Required work :: Only the lines from the top of the following listing through the line with "find the cream" belong in your answer, exactly as written.

────────────────────

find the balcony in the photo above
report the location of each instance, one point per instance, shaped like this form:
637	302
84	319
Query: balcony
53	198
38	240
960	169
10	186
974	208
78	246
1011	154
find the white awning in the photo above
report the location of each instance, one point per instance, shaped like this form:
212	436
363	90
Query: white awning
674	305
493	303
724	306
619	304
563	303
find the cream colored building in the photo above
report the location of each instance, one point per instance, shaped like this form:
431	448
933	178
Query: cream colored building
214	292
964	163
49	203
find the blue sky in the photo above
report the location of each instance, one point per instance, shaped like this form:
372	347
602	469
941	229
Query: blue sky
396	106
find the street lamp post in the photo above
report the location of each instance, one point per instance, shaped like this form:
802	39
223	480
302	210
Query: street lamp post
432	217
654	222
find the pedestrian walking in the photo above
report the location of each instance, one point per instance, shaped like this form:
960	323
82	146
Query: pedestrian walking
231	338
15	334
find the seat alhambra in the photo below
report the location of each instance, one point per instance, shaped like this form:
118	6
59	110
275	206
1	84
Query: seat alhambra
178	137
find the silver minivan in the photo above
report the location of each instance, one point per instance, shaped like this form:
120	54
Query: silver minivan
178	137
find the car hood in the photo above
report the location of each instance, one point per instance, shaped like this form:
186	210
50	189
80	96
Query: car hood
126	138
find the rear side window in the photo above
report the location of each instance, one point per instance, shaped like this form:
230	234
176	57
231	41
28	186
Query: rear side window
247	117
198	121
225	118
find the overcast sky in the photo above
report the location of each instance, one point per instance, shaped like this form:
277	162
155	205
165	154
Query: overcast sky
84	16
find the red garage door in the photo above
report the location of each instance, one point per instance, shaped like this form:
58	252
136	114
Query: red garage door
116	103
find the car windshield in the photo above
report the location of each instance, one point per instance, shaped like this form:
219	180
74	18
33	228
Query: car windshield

────────────────────

Solution to the problem ::
find the balcony in the photo above
report the location of each instance, one point per instance, shaped like this form:
637	302
84	319
Query: balcony
53	198
38	240
960	169
10	186
974	208
78	246
1011	154
find the white awning in the photo above
report the location of each instance, one point per instance, shaped like this form:
212	436
363	90
Query: white awning
674	305
493	303
724	306
619	304
563	303
find the cream colored building in the photo above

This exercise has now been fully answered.